-- Given records start --
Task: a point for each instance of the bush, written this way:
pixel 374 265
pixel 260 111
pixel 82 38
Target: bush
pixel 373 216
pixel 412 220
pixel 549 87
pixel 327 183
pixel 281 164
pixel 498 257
-- Given records end --
Exercise requirements: Reproduce every one of the rows above verbatim, line by line.

Output for this task:
Task: a point for each instance of the bush, written this way:
pixel 374 265
pixel 260 111
pixel 82 38
Target: bush
pixel 373 216
pixel 412 220
pixel 549 87
pixel 327 183
pixel 281 164
pixel 498 257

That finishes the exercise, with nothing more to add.